## 提供情報:
------------------------------------

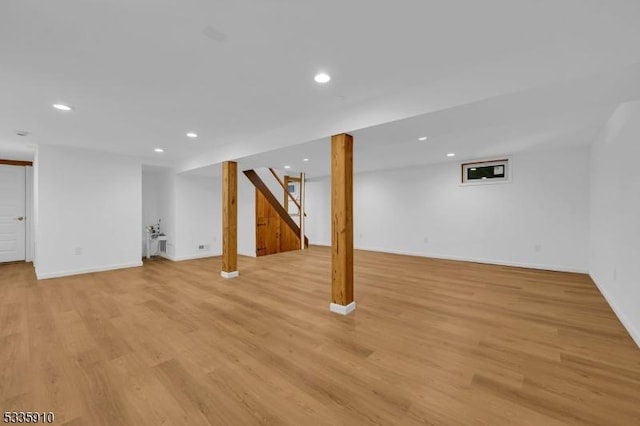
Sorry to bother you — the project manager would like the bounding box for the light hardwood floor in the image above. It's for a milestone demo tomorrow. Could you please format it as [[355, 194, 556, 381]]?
[[0, 247, 640, 426]]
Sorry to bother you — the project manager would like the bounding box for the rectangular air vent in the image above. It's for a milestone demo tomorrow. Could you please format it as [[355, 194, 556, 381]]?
[[461, 158, 511, 185]]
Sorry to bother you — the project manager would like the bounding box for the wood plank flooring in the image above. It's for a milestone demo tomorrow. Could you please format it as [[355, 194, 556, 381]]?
[[0, 247, 640, 425]]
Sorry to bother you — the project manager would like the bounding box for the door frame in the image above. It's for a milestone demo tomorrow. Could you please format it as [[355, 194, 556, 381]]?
[[0, 158, 35, 262]]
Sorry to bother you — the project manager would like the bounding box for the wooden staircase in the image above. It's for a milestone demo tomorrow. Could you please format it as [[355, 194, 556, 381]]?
[[243, 170, 309, 256]]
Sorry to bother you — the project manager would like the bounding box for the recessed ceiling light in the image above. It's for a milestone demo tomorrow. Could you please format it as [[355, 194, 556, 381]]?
[[313, 72, 331, 84], [53, 104, 73, 111]]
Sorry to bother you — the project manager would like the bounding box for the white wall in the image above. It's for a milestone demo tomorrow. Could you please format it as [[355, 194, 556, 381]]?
[[174, 175, 222, 260], [306, 148, 589, 272], [35, 145, 142, 279], [141, 166, 256, 261], [140, 170, 166, 256], [589, 102, 640, 346], [238, 170, 256, 257]]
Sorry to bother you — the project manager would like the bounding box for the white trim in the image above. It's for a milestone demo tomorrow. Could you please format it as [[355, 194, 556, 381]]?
[[329, 301, 356, 315], [24, 166, 34, 262], [36, 261, 142, 280], [220, 271, 240, 279], [160, 251, 222, 262], [309, 243, 589, 274], [589, 273, 640, 348], [238, 251, 258, 257], [356, 247, 589, 274]]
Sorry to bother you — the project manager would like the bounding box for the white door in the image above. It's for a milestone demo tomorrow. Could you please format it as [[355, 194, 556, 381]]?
[[0, 165, 27, 263]]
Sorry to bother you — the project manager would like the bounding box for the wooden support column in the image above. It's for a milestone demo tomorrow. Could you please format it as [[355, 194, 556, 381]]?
[[329, 133, 356, 315], [300, 173, 306, 250], [220, 161, 239, 278]]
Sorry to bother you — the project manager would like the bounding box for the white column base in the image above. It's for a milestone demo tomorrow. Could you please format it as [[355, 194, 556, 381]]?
[[220, 271, 240, 278], [329, 301, 356, 315]]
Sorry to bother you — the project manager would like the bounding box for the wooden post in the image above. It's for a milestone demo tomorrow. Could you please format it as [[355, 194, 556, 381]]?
[[300, 173, 305, 250], [220, 161, 239, 278], [329, 133, 356, 315]]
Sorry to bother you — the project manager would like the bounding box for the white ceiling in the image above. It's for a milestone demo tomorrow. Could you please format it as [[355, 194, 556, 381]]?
[[0, 0, 640, 169]]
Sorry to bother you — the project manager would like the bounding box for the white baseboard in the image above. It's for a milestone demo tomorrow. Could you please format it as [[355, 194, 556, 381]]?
[[160, 251, 222, 262], [309, 243, 589, 274], [356, 247, 589, 274], [36, 262, 142, 280], [589, 274, 640, 348], [238, 251, 258, 257], [220, 271, 240, 278], [329, 301, 356, 315]]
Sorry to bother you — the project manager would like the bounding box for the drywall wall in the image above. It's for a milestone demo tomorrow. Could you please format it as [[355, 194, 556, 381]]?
[[238, 170, 256, 257], [306, 148, 589, 272], [174, 175, 222, 260], [141, 169, 255, 261], [35, 145, 142, 279], [589, 102, 640, 346], [140, 169, 166, 256]]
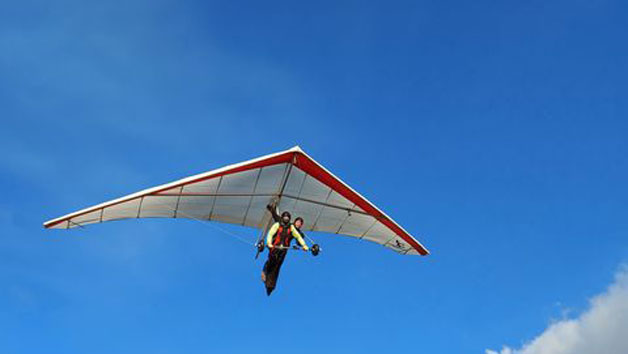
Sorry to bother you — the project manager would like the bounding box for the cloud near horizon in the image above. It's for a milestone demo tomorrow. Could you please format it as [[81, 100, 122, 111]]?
[[485, 265, 628, 354]]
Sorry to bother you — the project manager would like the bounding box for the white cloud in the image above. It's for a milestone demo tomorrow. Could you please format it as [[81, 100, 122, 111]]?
[[486, 266, 628, 354]]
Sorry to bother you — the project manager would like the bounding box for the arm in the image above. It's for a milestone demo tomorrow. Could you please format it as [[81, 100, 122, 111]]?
[[290, 225, 309, 251], [266, 222, 279, 248]]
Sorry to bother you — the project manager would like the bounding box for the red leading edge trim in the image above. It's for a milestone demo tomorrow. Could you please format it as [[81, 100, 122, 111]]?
[[295, 153, 429, 256], [44, 151, 429, 256], [44, 151, 294, 229]]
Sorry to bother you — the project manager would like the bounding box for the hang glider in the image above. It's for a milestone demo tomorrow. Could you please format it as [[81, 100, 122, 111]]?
[[44, 146, 429, 256]]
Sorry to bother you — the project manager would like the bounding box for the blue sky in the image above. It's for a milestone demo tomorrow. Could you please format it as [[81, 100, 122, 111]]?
[[0, 0, 628, 353]]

------------------------------------

「for the rectangular」を含む行から「170, 256, 257]]」を含む行まで(両端の行を含む)を、1行を1つの文字列とするJSONリストとして出力せよ。空行は含めない。

## 出力:
[
  "Sorry to bother you — the project manager would like the bounding box for the rectangular air vent in the image above. It's for a milestone demo tomorrow. Could you please format it as [[355, 194, 556, 381]]?",
  "[[461, 158, 511, 185]]",
  "Sorry to bother you — the project manager would like the bounding box for the wood plank flooring in the image above. It's for a milestone demo tomorrow. Could you please format it as [[355, 194, 556, 381]]?",
  "[[0, 247, 640, 425]]",
  "Sorry to bother you — the project manager would like the bounding box for the door frame in the image above. It's for a milestone demo tomorrow. Could you please format it as [[355, 194, 556, 381]]?",
  "[[0, 158, 35, 262]]",
  "Sorry to bother you — the project manager would like the bounding box for the wooden staircase in the image above. It's for a milestone demo tomorrow. Could you please format it as [[355, 194, 556, 381]]?",
  "[[243, 170, 309, 256]]",
  "Sorry to bother you — the project manager would like the bounding box for the recessed ceiling light in the image above. It's for a milestone demo tomorrow. Could you please format it as [[355, 194, 556, 381]]?",
  "[[313, 72, 331, 84], [53, 104, 73, 111]]",
  "Sorry to bother you — the project manager would like the bounding box for the white wall in the image above. It's for a milestone demo tomorrow. Could you please format it as [[355, 194, 556, 381]]?",
  "[[174, 175, 222, 260], [306, 148, 589, 272], [35, 145, 142, 279], [141, 166, 256, 261], [140, 170, 166, 256], [589, 102, 640, 346], [238, 170, 256, 257]]"
]